-- Given problem --
Copy out the records below with each "box it" switched to "mark it" and nothing else changed. Leave the pictures out.

Stored entries:

— BEGIN —

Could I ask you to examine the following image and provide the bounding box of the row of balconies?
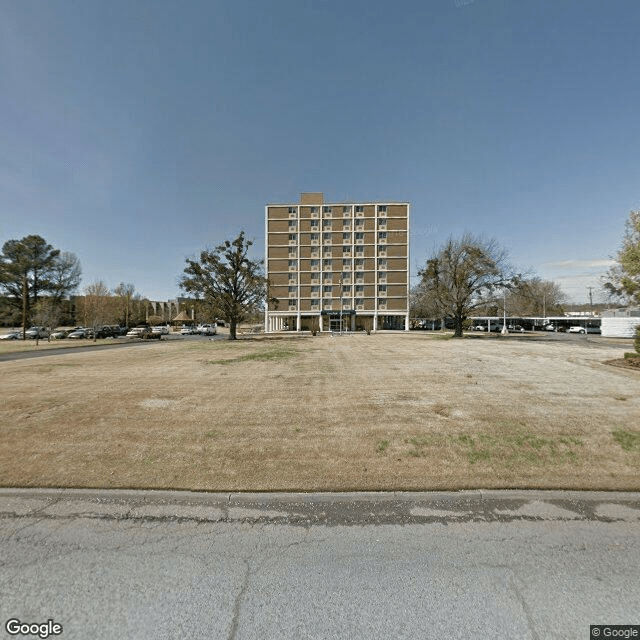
[267,204,408,224]
[269,298,407,312]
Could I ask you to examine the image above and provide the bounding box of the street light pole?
[339,278,342,335]
[502,291,509,336]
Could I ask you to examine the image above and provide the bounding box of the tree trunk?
[22,276,29,340]
[453,316,462,338]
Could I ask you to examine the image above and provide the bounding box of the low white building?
[601,308,640,338]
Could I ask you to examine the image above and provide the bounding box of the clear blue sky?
[0,0,640,302]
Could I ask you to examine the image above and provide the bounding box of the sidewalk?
[0,488,640,526]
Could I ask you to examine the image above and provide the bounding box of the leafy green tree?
[180,231,267,340]
[0,235,80,332]
[604,211,640,305]
[418,234,518,337]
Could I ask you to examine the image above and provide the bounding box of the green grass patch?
[611,429,640,451]
[404,423,584,467]
[376,440,389,453]
[207,346,298,365]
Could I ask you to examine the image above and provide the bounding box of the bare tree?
[180,231,267,340]
[507,277,567,316]
[81,281,114,342]
[418,234,518,337]
[113,282,136,328]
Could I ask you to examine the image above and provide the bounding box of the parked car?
[180,324,196,336]
[151,324,169,336]
[197,324,218,336]
[127,326,151,338]
[67,327,87,340]
[24,327,49,338]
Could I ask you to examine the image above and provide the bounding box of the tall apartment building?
[265,193,409,332]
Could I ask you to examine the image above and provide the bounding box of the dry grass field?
[0,333,640,491]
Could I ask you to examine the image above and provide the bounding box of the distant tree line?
[0,235,154,332]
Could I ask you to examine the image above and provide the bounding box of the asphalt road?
[0,489,640,640]
[0,334,228,362]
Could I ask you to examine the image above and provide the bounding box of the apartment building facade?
[265,193,410,332]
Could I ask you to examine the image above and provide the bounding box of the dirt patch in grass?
[606,355,640,371]
[0,334,640,491]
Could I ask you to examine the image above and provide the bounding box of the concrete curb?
[0,488,640,526]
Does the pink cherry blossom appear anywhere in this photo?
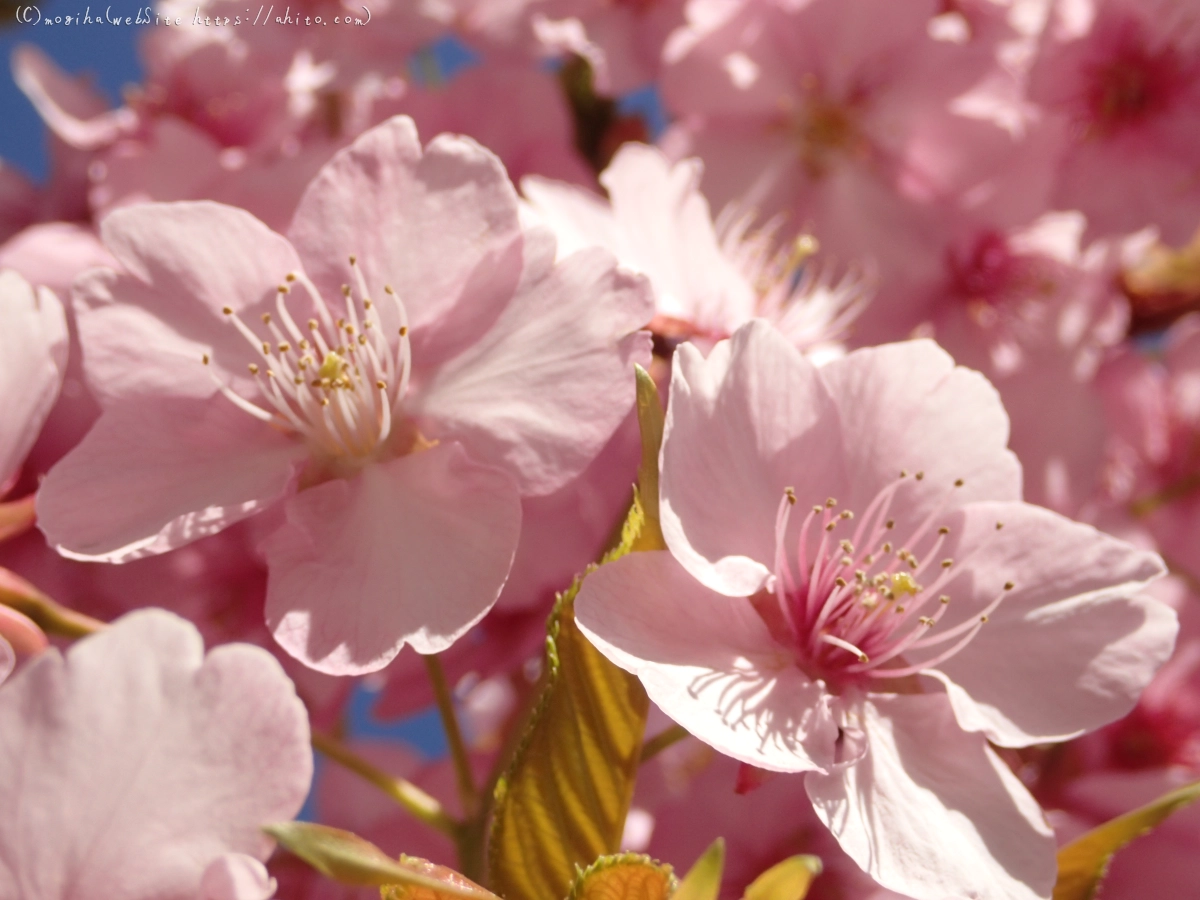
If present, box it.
[1030,0,1200,244]
[913,212,1129,515]
[1100,314,1200,577]
[0,269,67,497]
[38,118,650,674]
[577,322,1176,900]
[626,739,904,900]
[664,0,1020,285]
[521,143,871,350]
[0,222,116,482]
[0,610,312,900]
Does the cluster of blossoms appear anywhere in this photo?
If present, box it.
[0,0,1200,900]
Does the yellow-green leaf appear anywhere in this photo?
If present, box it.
[671,838,725,900]
[263,822,496,900]
[568,853,676,900]
[488,578,649,900]
[487,370,665,900]
[1054,781,1200,900]
[744,856,822,900]
[632,366,667,550]
[379,853,498,900]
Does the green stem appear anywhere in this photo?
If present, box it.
[421,654,479,820]
[0,578,107,640]
[638,725,689,764]
[312,732,461,840]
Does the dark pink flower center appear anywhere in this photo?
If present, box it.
[774,473,1013,690]
[1084,20,1190,133]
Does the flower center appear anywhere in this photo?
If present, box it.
[1086,22,1186,133]
[204,257,412,458]
[774,472,1013,688]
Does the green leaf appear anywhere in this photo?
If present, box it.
[744,856,823,900]
[263,822,496,900]
[568,853,676,900]
[488,578,649,900]
[379,853,499,900]
[632,366,667,550]
[1054,781,1200,900]
[671,838,725,900]
[487,370,665,900]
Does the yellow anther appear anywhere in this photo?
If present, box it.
[317,353,343,382]
[892,572,920,596]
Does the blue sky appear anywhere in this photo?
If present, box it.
[0,10,142,180]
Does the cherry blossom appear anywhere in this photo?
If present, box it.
[0,269,67,497]
[38,118,650,674]
[576,322,1176,900]
[0,610,312,900]
[1030,0,1200,244]
[521,144,871,352]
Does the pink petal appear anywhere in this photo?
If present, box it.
[600,143,757,334]
[521,175,625,260]
[0,269,68,496]
[805,695,1055,900]
[200,853,275,900]
[37,396,307,563]
[289,116,521,345]
[412,250,654,496]
[575,551,838,772]
[0,610,312,900]
[263,444,521,674]
[931,503,1178,746]
[660,320,846,596]
[821,341,1021,523]
[74,202,305,402]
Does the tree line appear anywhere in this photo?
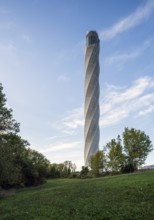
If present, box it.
[0,84,153,188]
[86,128,153,176]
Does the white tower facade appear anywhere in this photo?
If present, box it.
[84,31,100,166]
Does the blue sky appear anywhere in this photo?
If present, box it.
[0,0,154,168]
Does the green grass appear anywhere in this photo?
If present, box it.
[0,171,154,220]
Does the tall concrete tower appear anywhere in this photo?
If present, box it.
[84,31,99,166]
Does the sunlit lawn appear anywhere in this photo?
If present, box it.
[0,171,154,220]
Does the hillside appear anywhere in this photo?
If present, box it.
[0,171,154,220]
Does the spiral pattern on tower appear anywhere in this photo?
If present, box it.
[84,31,100,166]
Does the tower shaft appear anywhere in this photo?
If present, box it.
[84,31,99,166]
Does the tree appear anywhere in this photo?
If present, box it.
[0,84,49,188]
[0,133,28,188]
[20,148,50,186]
[89,151,105,177]
[106,135,125,172]
[0,83,19,134]
[80,166,89,177]
[123,128,153,170]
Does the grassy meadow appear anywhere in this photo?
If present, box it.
[0,171,154,220]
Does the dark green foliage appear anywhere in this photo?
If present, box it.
[80,166,89,178]
[89,151,106,177]
[0,83,19,133]
[123,128,153,170]
[48,161,76,178]
[106,136,125,173]
[106,128,153,173]
[0,171,154,220]
[0,84,49,188]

— END —

-- Finished exercise --
Could I ask you to examine the following image and provide the bounding box of the row of balconies?
[267,204,408,224]
[269,298,407,312]
Could I ask you to examine the image above and provide the bounding box of the street light pole?
[339,278,342,335]
[502,291,509,336]
Could I ask you to examine the image above and provide the bounding box of the tree trunk?
[22,276,29,340]
[453,316,462,338]
Could I ask you to examine the image above and provide the bounding box of the low white building?
[601,308,640,338]
Could I ask you to examine the image above and provide the bounding box of the clear blue sky?
[0,0,640,302]
Could I ask you to examine the image above and provide the bounding box of the sidewalk?
[0,488,640,526]
Could I ask you to examine the image above and provide the bounding box of the leafy green tree?
[180,231,267,340]
[0,235,80,332]
[604,211,640,305]
[418,234,518,337]
Could I ask you to examine the image above and provide the bounding box of the green grass patch?
[611,429,640,451]
[404,423,584,467]
[376,440,389,453]
[207,346,298,365]
Could I ask you to examine the image above and provide the bounding box of the bare tree?
[180,231,267,340]
[507,277,567,316]
[81,281,114,342]
[418,234,518,337]
[113,282,136,328]
Could I ask you to examine the image above and provide the bounding box of the parked car?
[180,324,196,336]
[151,324,169,336]
[197,324,218,336]
[127,326,151,338]
[67,327,87,340]
[24,327,49,338]
Could I ask you to examine the image above and provide the bounding box of the tall apartment building?
[265,193,409,332]
Could I ask you to examine the image above and provide the bounding box of the dry grass field?
[0,333,640,491]
Could I ask you to examine the image above and provide the bounding box of the distant tree line?
[0,235,154,332]
Could I ask you to examine the image above and provide the bounding box of the asphalt road?
[0,489,640,640]
[0,334,228,362]
Could I ask you to examine the image above and provide the bounding box of the apartment building facade?
[265,193,410,332]
Could I ask you to examine the image above and provide the bounding box of the dirt patch in grass?
[606,355,640,371]
[0,334,640,491]
Could I ask you to examine the image above and provide the bounding box of the concrete curb?
[0,488,640,526]
Does the pink cherry blossom appear anywhere in this photo?
If present, mark it.
[1030,0,1200,244]
[913,212,1129,515]
[1100,314,1200,577]
[0,269,67,497]
[38,118,650,674]
[577,322,1176,900]
[626,739,904,900]
[664,0,1020,285]
[521,143,871,350]
[0,222,116,482]
[0,610,312,900]
Does the cluster of blossoms appear anywhere in this photo?
If present, mark it.
[0,0,1200,900]
Does the yellow-green leaf appear anywhere in this photo?
If present, mark it.
[671,838,725,900]
[263,822,496,900]
[568,853,676,900]
[488,578,649,900]
[487,370,665,900]
[1054,781,1200,900]
[744,856,822,900]
[632,366,667,550]
[379,853,498,900]
Does the green stem appear anywhere in this photo?
If present, mark it.
[421,654,479,820]
[0,578,107,640]
[638,725,689,764]
[312,732,461,840]
Does the dark pink flower center appear anywhere in this photo?
If present, mark it.
[774,473,1013,690]
[1084,20,1190,133]
Does the flower center appear anywhere in this photo?
If present, mark it.
[1086,22,1186,133]
[204,257,412,458]
[774,472,1013,688]
Does the green leaf appear anywhere in this photo?
If present, mark it.
[744,856,823,900]
[263,822,496,900]
[568,853,676,900]
[488,578,649,900]
[379,853,499,900]
[632,366,667,550]
[1054,781,1200,900]
[671,838,725,900]
[487,370,665,900]
Does the yellow anther appear anywhere in this photo?
If present, mark it.
[317,353,343,382]
[892,572,920,596]
Does the blue sky appear anywhere in this photo?
If present, mark it.
[0,10,142,180]
Does the cherry blossom appear anywhere in this photo?
If present, mark it.
[0,269,67,497]
[38,118,650,674]
[576,322,1176,900]
[0,610,312,900]
[1030,0,1200,244]
[521,144,871,352]
Does the pink petal appear anywhere in this photo?
If present, mark it.
[600,143,757,334]
[521,175,625,260]
[0,269,68,496]
[805,695,1055,900]
[200,853,275,900]
[37,396,307,563]
[289,116,521,345]
[412,250,654,496]
[575,551,838,772]
[0,610,312,900]
[263,444,521,674]
[931,503,1178,746]
[660,320,846,596]
[821,341,1021,523]
[74,202,305,402]
Does the tree line appear anywhere in this photo?
If present, mark it.
[0,84,153,188]
[86,128,153,176]
Does the white tower facade appear anywhere in this photo?
If present, mark it.
[84,31,100,166]
Does the blue sky appear anywhere in this photo?
If present, mark it.
[0,0,154,168]
Does the green grass appear anywhere in this photo?
If present, mark it.
[0,171,154,220]
Does the tall concrete tower appear anywhere in this photo?
If present, mark it.
[84,31,99,166]
Does the sunlit lawn appear anywhere in this photo?
If present, mark it.
[0,171,154,220]
Does the hillside appear anywhere in this photo?
If present, mark it.
[0,171,154,220]
Does the spiral pattern on tower appear anywhere in this photo?
If present, mark it.
[84,31,100,166]
Does the tower shaft appear anywhere in this photo?
If present, mark it.
[84,31,99,166]
Does the tree appear anywhere in this photo?
If present, mark it.
[0,84,49,188]
[0,133,28,188]
[20,148,50,186]
[89,151,105,177]
[106,135,125,172]
[0,83,19,134]
[80,166,89,177]
[123,128,153,170]
Does the grassy meadow appear anywhere in this photo?
If present, mark it.
[0,171,154,220]
Does the dark green foliage appear anywhere in this photo?
If present, mark it.
[80,166,89,178]
[89,151,106,177]
[0,83,19,133]
[123,128,153,170]
[48,161,76,178]
[106,136,125,173]
[106,128,153,173]
[0,171,154,220]
[0,84,49,188]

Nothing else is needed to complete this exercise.